TASK STATEMENT: Find each line below that contains the string "face" and copy every such line in full.

PROVIDED MATERIAL:
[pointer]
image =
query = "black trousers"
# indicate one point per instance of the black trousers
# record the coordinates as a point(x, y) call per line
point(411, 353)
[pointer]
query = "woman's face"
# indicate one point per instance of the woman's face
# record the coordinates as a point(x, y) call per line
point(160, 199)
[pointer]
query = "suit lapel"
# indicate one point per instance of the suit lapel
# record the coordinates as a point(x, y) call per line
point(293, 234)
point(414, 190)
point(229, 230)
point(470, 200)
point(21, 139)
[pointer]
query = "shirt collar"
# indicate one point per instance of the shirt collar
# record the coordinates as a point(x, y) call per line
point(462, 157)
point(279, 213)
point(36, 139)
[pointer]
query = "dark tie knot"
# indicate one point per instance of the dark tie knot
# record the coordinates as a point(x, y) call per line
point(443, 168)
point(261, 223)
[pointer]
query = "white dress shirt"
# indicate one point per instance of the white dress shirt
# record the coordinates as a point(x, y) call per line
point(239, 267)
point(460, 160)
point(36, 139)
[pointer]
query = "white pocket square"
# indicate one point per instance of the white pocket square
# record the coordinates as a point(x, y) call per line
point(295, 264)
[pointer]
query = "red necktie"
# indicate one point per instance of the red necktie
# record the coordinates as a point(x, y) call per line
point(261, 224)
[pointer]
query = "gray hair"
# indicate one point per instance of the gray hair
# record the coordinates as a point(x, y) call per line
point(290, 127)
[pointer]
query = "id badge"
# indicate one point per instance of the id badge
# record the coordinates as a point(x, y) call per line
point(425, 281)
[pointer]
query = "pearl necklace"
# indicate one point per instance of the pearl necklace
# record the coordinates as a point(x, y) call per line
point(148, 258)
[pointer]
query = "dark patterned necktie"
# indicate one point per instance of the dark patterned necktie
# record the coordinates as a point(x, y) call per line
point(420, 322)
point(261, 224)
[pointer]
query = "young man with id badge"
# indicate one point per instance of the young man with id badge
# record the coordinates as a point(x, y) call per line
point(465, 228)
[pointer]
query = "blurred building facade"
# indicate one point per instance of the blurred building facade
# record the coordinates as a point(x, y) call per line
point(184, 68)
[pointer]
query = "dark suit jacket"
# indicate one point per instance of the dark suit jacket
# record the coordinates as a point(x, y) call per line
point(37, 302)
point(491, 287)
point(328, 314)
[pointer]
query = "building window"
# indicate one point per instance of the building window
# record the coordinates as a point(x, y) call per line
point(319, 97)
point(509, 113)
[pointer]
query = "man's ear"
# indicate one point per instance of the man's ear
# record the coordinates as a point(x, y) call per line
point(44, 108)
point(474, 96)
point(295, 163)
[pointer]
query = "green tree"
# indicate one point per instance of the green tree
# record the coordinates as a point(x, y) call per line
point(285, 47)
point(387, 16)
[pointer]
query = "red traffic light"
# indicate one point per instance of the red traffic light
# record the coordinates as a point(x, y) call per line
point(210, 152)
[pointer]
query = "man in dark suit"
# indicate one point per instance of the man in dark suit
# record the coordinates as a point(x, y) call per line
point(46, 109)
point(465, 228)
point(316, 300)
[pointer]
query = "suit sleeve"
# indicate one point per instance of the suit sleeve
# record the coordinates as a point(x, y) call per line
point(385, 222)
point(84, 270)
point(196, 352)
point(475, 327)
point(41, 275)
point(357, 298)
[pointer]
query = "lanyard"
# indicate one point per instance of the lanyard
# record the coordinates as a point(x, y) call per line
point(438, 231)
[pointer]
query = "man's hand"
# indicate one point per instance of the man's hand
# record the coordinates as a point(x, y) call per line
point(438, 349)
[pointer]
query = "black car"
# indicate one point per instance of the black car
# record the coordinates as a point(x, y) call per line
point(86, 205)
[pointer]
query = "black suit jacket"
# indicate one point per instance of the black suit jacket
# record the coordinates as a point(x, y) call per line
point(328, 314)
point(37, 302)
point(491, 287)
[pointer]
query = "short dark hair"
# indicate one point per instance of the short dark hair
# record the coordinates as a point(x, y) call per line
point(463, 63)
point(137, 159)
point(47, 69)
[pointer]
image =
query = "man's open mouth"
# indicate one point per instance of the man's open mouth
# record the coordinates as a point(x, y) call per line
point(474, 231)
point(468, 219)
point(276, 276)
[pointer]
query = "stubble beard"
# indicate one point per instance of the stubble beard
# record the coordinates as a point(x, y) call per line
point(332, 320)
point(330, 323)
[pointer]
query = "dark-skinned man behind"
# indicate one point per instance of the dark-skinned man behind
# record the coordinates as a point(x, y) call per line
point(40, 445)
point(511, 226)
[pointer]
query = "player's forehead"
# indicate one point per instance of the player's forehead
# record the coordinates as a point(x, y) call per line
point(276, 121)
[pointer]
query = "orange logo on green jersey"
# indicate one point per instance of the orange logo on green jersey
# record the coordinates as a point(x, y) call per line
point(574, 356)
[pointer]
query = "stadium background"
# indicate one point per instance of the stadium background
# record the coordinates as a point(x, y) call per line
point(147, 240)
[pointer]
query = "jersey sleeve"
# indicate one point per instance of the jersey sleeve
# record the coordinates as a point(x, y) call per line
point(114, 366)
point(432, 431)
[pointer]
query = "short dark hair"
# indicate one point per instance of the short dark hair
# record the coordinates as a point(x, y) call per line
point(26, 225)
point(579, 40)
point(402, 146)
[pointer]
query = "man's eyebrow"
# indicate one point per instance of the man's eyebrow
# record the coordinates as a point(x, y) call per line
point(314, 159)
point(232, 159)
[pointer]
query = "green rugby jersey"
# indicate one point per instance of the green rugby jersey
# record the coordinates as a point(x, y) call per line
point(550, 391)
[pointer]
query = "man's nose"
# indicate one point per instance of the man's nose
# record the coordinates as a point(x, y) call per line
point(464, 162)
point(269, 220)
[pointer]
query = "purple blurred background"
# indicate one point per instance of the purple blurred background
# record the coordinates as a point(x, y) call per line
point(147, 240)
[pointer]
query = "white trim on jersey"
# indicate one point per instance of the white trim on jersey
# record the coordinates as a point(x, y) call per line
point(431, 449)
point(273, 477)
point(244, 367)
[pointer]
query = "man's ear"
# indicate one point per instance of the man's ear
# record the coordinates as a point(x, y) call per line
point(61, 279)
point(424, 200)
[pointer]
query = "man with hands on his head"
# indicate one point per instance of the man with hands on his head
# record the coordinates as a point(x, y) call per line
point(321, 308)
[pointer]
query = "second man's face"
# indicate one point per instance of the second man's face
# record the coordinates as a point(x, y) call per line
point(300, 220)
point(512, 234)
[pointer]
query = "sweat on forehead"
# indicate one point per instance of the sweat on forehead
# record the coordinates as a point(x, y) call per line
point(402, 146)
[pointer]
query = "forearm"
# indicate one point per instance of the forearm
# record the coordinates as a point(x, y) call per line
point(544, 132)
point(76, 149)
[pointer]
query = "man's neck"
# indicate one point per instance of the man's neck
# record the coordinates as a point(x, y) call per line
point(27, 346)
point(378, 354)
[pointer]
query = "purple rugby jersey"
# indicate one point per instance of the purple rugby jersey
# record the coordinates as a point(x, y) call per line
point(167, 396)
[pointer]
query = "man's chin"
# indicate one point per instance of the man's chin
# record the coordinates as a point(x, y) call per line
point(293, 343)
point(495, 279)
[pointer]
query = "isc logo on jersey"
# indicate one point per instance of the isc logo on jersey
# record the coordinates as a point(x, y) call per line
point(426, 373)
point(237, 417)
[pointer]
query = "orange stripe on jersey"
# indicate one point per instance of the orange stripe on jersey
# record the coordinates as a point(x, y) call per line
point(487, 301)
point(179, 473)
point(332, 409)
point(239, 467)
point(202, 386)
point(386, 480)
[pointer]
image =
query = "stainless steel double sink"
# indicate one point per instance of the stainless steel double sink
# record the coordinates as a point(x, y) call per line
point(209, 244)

---

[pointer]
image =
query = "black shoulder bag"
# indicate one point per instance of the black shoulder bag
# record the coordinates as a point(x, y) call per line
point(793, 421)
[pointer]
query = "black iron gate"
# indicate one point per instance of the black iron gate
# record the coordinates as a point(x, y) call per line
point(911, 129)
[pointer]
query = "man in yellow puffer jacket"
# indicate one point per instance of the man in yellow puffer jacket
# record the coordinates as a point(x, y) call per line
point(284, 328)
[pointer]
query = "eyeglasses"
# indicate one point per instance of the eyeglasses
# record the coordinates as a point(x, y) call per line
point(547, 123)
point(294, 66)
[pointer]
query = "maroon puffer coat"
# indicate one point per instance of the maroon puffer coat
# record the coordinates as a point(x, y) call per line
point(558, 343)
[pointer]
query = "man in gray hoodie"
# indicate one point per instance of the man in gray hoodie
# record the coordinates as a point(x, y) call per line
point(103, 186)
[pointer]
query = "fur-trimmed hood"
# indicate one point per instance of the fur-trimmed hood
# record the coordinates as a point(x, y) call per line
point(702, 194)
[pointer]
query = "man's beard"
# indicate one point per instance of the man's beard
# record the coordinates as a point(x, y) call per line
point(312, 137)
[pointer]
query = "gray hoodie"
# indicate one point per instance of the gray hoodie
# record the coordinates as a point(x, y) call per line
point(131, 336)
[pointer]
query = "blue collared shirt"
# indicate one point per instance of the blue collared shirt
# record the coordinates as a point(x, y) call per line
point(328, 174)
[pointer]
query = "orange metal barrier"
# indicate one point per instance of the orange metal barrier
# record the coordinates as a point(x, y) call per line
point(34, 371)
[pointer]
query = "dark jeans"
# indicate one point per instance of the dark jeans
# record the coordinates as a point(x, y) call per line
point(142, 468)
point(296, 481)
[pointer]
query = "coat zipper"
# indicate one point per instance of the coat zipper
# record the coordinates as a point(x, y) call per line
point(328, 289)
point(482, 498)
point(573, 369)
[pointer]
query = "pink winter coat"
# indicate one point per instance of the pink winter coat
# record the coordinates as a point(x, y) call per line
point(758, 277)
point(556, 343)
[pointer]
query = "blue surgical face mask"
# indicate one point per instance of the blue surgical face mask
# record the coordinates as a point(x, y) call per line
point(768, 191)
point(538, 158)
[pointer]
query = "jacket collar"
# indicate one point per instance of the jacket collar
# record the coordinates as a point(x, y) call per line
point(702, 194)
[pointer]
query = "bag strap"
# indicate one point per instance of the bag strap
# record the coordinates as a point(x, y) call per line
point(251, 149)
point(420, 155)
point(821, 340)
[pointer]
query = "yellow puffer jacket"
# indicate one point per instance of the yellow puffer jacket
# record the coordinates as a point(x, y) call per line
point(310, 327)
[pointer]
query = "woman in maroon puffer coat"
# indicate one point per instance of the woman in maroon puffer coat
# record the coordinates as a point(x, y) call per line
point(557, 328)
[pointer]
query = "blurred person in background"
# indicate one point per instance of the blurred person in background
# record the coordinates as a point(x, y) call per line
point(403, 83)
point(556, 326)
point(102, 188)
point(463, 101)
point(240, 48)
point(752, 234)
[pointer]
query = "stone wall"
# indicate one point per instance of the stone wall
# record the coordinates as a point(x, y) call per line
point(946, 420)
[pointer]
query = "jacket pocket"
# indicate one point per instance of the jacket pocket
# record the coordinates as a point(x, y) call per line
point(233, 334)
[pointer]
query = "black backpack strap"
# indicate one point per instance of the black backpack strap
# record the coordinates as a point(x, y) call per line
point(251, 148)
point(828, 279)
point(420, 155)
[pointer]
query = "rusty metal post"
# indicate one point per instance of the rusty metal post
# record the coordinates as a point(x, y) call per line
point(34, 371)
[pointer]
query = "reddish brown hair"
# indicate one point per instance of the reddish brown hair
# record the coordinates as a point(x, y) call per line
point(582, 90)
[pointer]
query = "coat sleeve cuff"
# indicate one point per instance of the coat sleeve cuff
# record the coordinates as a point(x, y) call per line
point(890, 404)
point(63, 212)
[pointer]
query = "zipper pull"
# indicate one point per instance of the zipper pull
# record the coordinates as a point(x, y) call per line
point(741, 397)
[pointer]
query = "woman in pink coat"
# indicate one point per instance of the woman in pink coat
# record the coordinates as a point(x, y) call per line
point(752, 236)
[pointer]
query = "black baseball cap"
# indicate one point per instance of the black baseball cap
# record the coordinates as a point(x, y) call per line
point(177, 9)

THE ANSWER:
query = "woman's face"
# indicate one point per instance of the woman's face
query = "second man's face"
# indicate one point per instance of the second man's face
query = "blue surgical face mask"
# indicate one point per instance of the blue surgical face mask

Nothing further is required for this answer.